• **READING TEXT**
******************************

Report prods NIH to address institutional conflicts of interest

The National Institutes of Health (NIH) needs to promulgate regulations that address the conflicts of interests of institutions, and not only individual researchers, according to a report released Monday by the Office of the Inspector General (OIG) in NIH’s parent agency, the Department of Health and Human Services.

The OIG report, and a brief summary of it available here, note that, in 2008, medical schools and universities, which are home to the vast majority of the scientists that the biomedical agency funds, usually discovered institutional conflicts when they went looking for them. Of 156 institutions responding to an OIG survey, just 21 had in 2008 sought out and identified institutional financial interests, like stock held by the institution. But of those, fully 18 found that those interests put the institution in conflict — meaning that their holdings could bias the NIH-funded work being performed by their investigators. Indeed, those 18 institutions identified at least 38 conflicts related to NIH research grants held by their scientists in 2008. The most common was that the institution held stock in a privately traded company. The institutions generally dealt with that by disclosing its holdings.

The biomedical agency’s conflict of interest regulations currently address only the financial interests of individual researchers, and not institutions. In the OIG report, the NIH declined to agree or disagree that it should develop regulations dealing with universities and medical schools. Instead, it noted that it is in the process of revamping regulations governing the reporting of individual researchers’ financial interests. The final version of those revamped rules is expected out in the coming months.


The OIG seemed a tad impatient with the agency for dodging the institutional question.

“OIG understands” that NIH is engaged in revamping the rules governing individual scientists, it wrote. “However [the proposed changes] focus only on researchers’ conflicts [and] do not address institutional conflicts.” In case the agency missed the point, the authors added: “OIG continues to recommend that NIH include institutional conflicts in regulations addressing financial conflicts of interest.”

In a comment today, NIH’s Office of Extramural Research responded that the agency “is carefully considering [public] comments (including comments on the topic of Institutional conflict of interest)” as it crafts the final version of its proposed rules changes.

In 2009, both the OIG and the Institute of Medicine advised the biomedical agency to put in place regulations governing institutional conflicts of interest.

It’s worth remembering that the amounts of money involved are not trivial. The OIG report notes that, in 2010, NIH’s budget totaled over $31.2 billion and that more than 80 percent of this funded almost 50,000 competitive grants. The report also reminds the reader that the institutional policies it is requesting are required by law: the Public Health Service Act (section 493A, to be precise) requires the government to institute regulations protecting NIH-funded research from bias resulting from conflicts of both researchers “and entities” (i.e. grantee institutions).

The NIH’s own detailed rendering of its proposed rules changes for individual investigators can be perused in this article in the Journal of the American Medical Association.

******************************

• **RECORD SET**
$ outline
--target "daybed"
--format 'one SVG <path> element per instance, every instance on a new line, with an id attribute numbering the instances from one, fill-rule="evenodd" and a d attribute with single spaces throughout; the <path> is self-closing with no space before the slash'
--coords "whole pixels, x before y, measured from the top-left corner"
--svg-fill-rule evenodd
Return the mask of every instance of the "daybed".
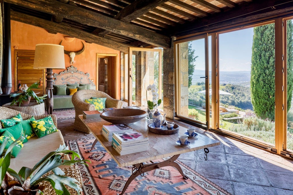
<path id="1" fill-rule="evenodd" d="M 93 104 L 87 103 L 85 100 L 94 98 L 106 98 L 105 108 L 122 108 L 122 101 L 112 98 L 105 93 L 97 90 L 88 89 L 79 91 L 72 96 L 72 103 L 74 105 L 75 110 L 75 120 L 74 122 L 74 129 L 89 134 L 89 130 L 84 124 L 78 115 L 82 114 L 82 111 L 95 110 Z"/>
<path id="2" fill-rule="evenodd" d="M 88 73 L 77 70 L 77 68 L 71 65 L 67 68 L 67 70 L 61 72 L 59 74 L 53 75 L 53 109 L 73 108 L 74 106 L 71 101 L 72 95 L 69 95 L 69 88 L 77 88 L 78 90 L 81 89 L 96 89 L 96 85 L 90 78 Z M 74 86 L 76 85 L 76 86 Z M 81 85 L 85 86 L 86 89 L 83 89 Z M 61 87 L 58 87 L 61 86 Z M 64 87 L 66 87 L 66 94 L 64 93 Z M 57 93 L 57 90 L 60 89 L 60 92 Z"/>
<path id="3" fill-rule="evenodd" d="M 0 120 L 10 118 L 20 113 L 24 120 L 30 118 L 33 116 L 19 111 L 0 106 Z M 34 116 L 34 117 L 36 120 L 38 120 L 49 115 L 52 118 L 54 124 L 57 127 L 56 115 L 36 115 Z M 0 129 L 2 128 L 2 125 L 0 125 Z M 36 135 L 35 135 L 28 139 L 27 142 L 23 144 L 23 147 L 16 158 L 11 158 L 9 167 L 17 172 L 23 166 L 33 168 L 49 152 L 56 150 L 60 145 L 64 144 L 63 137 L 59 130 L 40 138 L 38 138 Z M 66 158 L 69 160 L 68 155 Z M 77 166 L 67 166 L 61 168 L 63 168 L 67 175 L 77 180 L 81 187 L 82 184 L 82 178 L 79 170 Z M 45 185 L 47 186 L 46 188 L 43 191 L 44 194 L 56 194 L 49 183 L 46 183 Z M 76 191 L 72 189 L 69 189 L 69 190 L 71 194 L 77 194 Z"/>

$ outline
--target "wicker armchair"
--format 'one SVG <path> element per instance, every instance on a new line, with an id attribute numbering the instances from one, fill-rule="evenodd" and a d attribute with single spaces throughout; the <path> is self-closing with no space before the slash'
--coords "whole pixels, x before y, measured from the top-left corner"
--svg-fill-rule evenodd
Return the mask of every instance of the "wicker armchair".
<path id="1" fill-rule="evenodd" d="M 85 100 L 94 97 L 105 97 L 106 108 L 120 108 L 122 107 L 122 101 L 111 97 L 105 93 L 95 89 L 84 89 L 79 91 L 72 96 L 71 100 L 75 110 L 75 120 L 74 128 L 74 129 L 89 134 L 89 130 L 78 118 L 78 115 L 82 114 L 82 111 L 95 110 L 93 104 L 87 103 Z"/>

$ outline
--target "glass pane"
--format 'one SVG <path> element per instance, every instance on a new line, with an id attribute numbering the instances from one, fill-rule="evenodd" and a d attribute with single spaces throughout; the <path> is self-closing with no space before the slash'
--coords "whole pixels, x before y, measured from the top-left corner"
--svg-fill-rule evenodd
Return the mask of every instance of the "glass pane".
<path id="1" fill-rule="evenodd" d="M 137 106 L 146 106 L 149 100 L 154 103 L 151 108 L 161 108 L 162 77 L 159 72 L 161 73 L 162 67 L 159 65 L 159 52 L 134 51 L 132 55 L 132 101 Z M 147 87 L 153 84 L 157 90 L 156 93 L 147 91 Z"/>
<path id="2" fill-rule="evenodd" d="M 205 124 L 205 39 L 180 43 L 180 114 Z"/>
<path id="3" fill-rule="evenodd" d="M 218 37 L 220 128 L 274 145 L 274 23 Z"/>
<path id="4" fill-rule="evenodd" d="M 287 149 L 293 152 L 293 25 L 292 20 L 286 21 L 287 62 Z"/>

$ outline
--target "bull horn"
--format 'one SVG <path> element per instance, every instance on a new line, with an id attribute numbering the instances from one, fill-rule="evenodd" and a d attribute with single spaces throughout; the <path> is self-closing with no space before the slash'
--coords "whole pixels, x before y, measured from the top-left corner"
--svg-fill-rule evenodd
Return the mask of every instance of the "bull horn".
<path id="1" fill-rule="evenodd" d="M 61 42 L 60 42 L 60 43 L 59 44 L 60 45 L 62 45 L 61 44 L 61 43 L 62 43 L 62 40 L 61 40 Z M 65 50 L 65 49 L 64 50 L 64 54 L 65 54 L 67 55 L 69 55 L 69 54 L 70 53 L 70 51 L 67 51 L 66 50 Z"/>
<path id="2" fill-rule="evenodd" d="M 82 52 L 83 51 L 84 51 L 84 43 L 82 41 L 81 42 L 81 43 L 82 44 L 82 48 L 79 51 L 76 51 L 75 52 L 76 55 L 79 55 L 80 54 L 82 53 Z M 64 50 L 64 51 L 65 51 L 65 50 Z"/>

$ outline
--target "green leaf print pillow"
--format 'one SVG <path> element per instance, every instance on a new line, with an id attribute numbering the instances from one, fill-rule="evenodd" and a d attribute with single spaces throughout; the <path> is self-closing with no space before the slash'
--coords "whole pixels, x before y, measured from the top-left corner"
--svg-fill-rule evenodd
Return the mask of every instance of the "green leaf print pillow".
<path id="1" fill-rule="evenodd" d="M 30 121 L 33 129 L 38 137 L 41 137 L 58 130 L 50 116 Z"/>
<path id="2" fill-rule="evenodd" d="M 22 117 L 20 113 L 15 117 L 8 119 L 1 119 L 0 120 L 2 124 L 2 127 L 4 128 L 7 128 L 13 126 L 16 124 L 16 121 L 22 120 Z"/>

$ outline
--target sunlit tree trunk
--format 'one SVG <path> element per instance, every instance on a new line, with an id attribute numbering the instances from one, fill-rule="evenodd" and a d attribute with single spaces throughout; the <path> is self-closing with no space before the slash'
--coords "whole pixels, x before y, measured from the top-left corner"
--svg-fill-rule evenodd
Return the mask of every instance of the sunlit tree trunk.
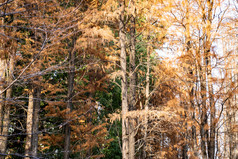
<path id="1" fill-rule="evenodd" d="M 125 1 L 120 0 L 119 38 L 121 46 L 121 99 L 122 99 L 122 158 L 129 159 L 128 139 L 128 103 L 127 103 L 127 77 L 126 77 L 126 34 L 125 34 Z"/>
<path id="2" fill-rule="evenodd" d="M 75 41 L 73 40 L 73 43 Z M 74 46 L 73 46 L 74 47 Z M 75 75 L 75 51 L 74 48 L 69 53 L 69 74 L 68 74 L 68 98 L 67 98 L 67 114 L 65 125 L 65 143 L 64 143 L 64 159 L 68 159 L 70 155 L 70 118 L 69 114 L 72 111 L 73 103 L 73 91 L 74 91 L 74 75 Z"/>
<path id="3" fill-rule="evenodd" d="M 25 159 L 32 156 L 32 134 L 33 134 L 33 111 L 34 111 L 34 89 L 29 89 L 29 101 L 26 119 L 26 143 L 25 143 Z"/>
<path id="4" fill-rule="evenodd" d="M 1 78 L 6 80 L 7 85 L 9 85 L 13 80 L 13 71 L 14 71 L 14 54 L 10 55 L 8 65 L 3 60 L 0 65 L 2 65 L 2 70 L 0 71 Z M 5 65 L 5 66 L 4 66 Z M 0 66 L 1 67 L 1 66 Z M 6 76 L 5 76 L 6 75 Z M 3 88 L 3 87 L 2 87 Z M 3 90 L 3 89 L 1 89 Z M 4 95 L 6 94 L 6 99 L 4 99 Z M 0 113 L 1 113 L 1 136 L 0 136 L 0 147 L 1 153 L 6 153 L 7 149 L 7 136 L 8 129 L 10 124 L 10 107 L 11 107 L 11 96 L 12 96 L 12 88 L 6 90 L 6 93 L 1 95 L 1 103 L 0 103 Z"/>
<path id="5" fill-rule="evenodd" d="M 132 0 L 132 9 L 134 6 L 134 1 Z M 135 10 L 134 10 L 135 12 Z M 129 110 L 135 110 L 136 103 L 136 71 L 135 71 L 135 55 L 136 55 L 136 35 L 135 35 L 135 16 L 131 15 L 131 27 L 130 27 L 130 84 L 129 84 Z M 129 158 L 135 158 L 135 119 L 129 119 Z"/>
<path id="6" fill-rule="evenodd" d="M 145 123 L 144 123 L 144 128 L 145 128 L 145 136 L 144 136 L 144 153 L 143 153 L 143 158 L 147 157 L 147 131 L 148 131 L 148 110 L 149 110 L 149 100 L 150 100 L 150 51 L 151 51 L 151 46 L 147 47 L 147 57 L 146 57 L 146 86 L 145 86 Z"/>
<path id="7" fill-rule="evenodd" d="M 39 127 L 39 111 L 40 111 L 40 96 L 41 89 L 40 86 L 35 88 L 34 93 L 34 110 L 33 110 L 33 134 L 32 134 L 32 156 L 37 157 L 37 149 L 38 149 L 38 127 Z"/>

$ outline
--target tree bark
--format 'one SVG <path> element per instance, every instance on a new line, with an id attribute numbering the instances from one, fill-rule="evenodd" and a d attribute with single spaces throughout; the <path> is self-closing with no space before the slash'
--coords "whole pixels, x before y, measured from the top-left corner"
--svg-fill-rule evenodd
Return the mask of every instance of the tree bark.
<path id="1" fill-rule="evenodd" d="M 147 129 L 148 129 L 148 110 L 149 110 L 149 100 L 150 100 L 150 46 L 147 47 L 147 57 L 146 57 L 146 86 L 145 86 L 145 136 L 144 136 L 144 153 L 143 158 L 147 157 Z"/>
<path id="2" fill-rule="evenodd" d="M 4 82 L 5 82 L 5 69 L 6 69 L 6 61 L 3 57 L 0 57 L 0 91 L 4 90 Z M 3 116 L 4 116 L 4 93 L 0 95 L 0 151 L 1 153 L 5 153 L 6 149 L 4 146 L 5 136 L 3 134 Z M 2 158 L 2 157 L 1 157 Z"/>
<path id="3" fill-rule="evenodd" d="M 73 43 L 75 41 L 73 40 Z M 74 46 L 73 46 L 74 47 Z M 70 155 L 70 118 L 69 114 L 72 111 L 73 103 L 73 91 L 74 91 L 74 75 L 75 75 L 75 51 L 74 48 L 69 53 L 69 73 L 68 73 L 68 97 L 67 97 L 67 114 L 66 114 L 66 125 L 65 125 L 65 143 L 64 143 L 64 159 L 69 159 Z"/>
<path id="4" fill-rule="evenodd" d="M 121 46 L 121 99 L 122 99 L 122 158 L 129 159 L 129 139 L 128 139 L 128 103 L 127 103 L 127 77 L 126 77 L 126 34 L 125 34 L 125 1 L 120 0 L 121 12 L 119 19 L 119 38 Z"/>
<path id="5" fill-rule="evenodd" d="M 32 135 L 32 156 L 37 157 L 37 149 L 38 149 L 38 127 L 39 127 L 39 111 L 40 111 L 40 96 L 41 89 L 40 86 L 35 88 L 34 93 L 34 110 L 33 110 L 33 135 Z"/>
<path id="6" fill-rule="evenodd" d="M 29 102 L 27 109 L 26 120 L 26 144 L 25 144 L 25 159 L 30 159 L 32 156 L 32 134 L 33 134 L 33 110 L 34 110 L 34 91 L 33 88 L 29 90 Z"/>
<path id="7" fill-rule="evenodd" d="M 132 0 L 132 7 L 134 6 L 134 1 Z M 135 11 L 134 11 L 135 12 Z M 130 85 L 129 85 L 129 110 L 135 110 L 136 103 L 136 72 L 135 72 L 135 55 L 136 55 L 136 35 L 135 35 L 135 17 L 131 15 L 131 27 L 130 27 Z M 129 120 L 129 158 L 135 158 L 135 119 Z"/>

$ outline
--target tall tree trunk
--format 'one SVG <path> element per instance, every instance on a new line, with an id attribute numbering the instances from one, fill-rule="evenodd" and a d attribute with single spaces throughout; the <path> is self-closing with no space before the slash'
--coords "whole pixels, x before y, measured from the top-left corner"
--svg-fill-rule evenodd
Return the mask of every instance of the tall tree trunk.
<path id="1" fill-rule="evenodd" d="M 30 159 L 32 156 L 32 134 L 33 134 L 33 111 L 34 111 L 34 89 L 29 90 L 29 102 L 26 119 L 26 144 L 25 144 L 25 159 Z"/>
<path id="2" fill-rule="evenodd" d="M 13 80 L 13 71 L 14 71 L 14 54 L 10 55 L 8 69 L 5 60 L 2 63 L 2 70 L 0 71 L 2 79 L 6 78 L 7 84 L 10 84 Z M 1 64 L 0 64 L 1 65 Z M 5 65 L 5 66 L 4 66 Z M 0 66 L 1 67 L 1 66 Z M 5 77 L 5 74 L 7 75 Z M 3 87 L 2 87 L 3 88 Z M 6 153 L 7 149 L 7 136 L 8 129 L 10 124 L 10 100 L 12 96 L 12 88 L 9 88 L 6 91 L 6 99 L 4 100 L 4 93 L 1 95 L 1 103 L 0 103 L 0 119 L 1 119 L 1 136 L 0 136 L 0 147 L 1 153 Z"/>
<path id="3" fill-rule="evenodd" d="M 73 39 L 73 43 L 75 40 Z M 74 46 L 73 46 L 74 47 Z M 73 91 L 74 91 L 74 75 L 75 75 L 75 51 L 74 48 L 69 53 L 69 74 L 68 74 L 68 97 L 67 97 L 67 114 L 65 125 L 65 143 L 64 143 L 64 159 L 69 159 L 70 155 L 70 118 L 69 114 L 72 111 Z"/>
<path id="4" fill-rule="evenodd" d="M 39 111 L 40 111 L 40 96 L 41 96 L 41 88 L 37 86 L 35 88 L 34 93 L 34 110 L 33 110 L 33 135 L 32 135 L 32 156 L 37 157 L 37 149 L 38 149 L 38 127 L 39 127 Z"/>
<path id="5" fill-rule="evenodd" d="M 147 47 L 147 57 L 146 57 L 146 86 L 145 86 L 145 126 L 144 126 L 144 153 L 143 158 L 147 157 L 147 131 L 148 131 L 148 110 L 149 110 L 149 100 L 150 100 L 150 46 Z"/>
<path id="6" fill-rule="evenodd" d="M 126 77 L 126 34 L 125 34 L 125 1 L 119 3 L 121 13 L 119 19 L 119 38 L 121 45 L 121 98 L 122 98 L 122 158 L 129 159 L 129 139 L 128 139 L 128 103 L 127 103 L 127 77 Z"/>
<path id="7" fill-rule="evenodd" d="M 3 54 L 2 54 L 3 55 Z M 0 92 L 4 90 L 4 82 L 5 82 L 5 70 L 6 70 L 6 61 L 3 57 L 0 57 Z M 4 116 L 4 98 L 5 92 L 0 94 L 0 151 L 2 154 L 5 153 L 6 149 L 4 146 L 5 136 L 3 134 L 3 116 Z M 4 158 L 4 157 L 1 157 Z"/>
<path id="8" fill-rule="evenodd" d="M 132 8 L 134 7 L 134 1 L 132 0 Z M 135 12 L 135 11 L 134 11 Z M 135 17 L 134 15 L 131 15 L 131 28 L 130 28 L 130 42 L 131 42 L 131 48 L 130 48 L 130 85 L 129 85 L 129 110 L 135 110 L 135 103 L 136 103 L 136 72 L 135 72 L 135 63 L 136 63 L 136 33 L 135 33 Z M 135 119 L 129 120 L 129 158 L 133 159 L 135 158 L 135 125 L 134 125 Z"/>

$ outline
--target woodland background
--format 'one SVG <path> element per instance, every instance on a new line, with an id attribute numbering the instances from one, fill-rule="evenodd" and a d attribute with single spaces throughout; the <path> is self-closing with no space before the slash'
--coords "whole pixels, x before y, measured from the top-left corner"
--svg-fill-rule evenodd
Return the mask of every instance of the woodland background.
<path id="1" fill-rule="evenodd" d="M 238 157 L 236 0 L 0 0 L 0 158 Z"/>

******************************

• **QUESTIONS TO ANSWER**
**1)** In the article on NIH conflicts of interest, how many of the 156 institutions answering the OIG survey had sought out and identified institutional financial interests in 2008?
**2)** Edit the article on NIH conflicts of interest: give again the part that opens with the words containing "Report prods NIH" and closes with "and Human Services.", changing "Monday" to "Tuesday".
**3)** For each statement, say whether it agrees with the article on NIH conflicts of interest, and quote the words that decide it.
(a) The most common institutional conflict was stock held in a publicly traded company.
(b) In 2009, the Institute of Medicine advised NIH to put regulations on institutional conflicts in place.
(c) In the OIG report, NIH agreed that it should develop regulations dealing with universities and medical schools.
The records can be set aside here.

• **SOLUTIONS IN ORDER**
**1)** 21 institutions.

**2)**
Report prods NIH to address institutional conflicts of interest

The National Institutes of Health (NIH) needs to promulgate regulations that address the conflicts of interests of institutions, and not only individual researchers, according to a report released Tuesday by the Office of the Inspector General (OIG) in NIH’s parent agency, the Department of Health and Human Services.

**3)**
(a) No: "The most common was that the institution held stock in a privately traded company."
(b) Yes: "In 2009, both the OIG and the Institute of Medicine advised the biomedical agency to put in place regulations governing institutional conflicts of interest."
(c) No: "the NIH declined to agree or disagree that it should develop regulations dealing with universities and medical schools."